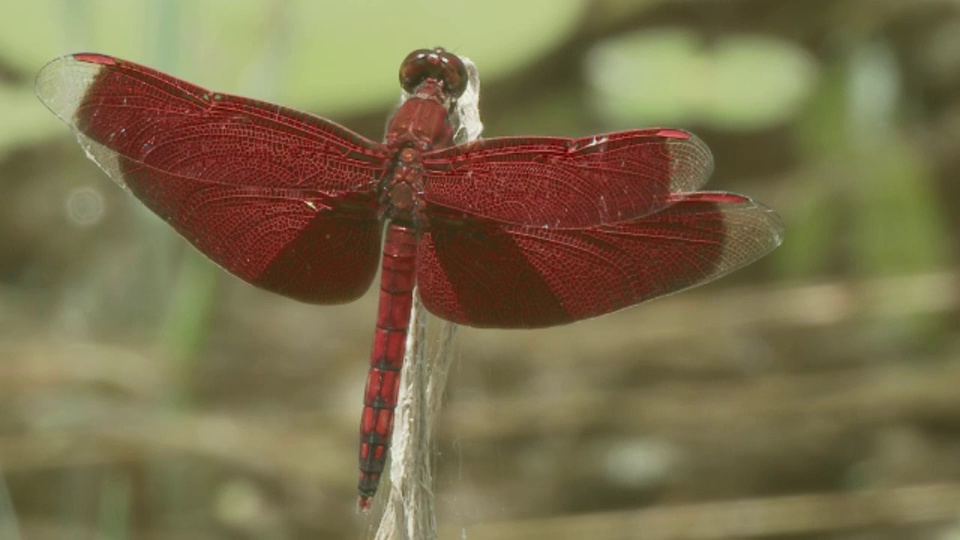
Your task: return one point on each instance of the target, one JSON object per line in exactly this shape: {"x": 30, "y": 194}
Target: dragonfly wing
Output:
{"x": 567, "y": 183}
{"x": 280, "y": 198}
{"x": 485, "y": 274}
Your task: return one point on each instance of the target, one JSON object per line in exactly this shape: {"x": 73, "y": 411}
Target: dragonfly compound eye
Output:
{"x": 436, "y": 64}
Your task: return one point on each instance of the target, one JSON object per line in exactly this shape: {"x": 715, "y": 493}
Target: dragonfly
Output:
{"x": 506, "y": 232}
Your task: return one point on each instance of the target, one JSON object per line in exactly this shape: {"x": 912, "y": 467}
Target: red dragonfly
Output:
{"x": 513, "y": 232}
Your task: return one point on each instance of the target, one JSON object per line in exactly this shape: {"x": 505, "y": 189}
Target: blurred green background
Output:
{"x": 146, "y": 394}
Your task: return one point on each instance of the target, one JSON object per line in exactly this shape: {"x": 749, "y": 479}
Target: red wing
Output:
{"x": 485, "y": 274}
{"x": 566, "y": 183}
{"x": 281, "y": 198}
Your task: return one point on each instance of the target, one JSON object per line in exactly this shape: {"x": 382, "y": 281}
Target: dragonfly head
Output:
{"x": 437, "y": 65}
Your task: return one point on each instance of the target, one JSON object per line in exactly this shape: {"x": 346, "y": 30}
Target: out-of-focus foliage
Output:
{"x": 146, "y": 394}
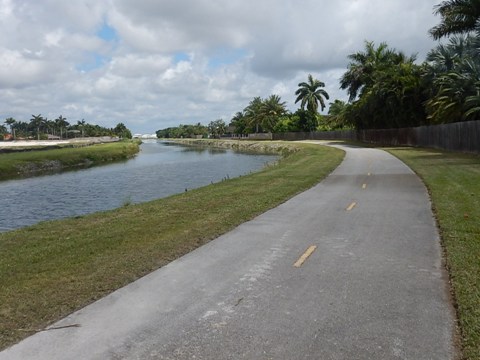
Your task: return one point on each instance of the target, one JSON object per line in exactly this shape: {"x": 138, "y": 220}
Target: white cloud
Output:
{"x": 183, "y": 61}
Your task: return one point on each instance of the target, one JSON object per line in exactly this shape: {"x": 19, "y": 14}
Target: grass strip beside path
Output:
{"x": 30, "y": 163}
{"x": 51, "y": 269}
{"x": 453, "y": 181}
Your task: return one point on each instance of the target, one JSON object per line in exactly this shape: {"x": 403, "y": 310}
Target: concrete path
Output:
{"x": 373, "y": 286}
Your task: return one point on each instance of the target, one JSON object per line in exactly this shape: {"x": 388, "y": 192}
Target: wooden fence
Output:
{"x": 461, "y": 136}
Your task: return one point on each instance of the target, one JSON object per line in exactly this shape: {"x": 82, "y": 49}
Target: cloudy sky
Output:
{"x": 152, "y": 64}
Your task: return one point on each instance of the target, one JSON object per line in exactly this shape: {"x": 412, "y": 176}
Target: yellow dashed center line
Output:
{"x": 305, "y": 256}
{"x": 351, "y": 206}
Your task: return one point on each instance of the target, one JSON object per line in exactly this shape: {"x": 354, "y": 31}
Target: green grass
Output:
{"x": 51, "y": 269}
{"x": 453, "y": 181}
{"x": 35, "y": 162}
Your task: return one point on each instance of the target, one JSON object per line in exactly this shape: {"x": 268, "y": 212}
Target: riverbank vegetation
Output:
{"x": 51, "y": 269}
{"x": 452, "y": 180}
{"x": 35, "y": 162}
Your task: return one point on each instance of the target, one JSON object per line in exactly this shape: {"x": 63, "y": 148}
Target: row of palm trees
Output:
{"x": 388, "y": 89}
{"x": 40, "y": 127}
{"x": 264, "y": 115}
{"x": 271, "y": 114}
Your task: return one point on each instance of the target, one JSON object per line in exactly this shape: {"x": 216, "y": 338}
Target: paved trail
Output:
{"x": 373, "y": 287}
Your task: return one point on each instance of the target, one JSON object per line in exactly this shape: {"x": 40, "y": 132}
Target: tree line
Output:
{"x": 265, "y": 115}
{"x": 41, "y": 128}
{"x": 386, "y": 88}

━━━━━━━━━━

# Short exercise
Reproduce every entry exactly, but omit each picture.

# Result of this exercise
Your task: return one point on each instance of the target, one JSON object per line in exactly this shape: {"x": 30, "y": 194}
Target: dragonfly wing
Output:
{"x": 567, "y": 183}
{"x": 280, "y": 198}
{"x": 485, "y": 274}
Your task: return one point on each instance of the target, one JSON object per line in exactly this shape: {"x": 73, "y": 411}
Target: dragonfly compound eye
Output:
{"x": 436, "y": 64}
Your task: return one point on each instance of the target, one JSON object per line in exactly this shape: {"x": 715, "y": 493}
Target: dragonfly
Output:
{"x": 506, "y": 232}
Your task: return one point on each instance of the target, one JSON object per line in exactly this shape: {"x": 912, "y": 467}
Target: red dragonfly
Output:
{"x": 513, "y": 232}
Your task: return one point on each instance of the target, one JSON object per line in exactly this shape: {"x": 505, "y": 189}
Target: blurred green background
Output:
{"x": 146, "y": 394}
Your task: return one point on each instance of the target, one JSON object per line in exactly this shape: {"x": 749, "y": 479}
Target: red wing
Output:
{"x": 485, "y": 274}
{"x": 566, "y": 183}
{"x": 281, "y": 198}
Your task: return one point on each instance of the target, one JSON object per line in exactly this shape: {"x": 382, "y": 281}
Target: dragonfly head
Output:
{"x": 437, "y": 65}
Your task: return one point on each instance of the target, one JSON object per line in exactly this shape: {"x": 346, "y": 30}
Target: out-of-focus foliage
Output:
{"x": 146, "y": 394}
Your task: return one point on each instance of the target, one JSON object per line in exactly this shape: {"x": 138, "y": 220}
Target: white cloud
Output:
{"x": 183, "y": 61}
Your task: return one point on each instance of the target, one JSON object per line in exactly this shape: {"x": 19, "y": 14}
Target: grass strip beside path
Output:
{"x": 30, "y": 163}
{"x": 51, "y": 269}
{"x": 453, "y": 181}
Your task: return one point on each instance of the target, one JSON object per line in exactly this shape: {"x": 403, "y": 310}
Target: concrete path
Output:
{"x": 373, "y": 286}
Your task: return one point on each instance of the target, one JSON object per line in exactly this shape: {"x": 388, "y": 192}
Target: wooden fence
Output:
{"x": 461, "y": 136}
Your task: return one point on each instance of the target, one JSON object per line in exactly this shape: {"x": 82, "y": 49}
Target: cloudy sky
Output:
{"x": 152, "y": 64}
Your task: return one point on each instance of the target, one JSON object per line in exactly this shape: {"x": 412, "y": 176}
Target: yellow dashed center line
Output:
{"x": 305, "y": 256}
{"x": 351, "y": 206}
Your task: return one point on each instance of the target, one JSON object per line in exactly this shape: {"x": 354, "y": 31}
Target: green grass
Output:
{"x": 51, "y": 269}
{"x": 453, "y": 181}
{"x": 35, "y": 162}
Your task: return one point on each instance of the target, one JSON object per line in exactly this shape: {"x": 268, "y": 212}
Target: riverbank vegetation
Output:
{"x": 51, "y": 269}
{"x": 452, "y": 180}
{"x": 35, "y": 162}
Your task: return one point on each instance of the target, one JSON object per line in exactly this shape: {"x": 63, "y": 148}
Target: row of palm trees
Output:
{"x": 388, "y": 89}
{"x": 40, "y": 127}
{"x": 264, "y": 115}
{"x": 271, "y": 114}
Your task: return one point on each instance of the target, one JSON object per line in exactly this shape: {"x": 216, "y": 338}
Target: paved trail
Output:
{"x": 373, "y": 287}
Your task: return one point on each instance of the target, one JSON object per line in exactly this shape: {"x": 40, "y": 132}
Target: tree line
Output:
{"x": 265, "y": 115}
{"x": 41, "y": 128}
{"x": 386, "y": 88}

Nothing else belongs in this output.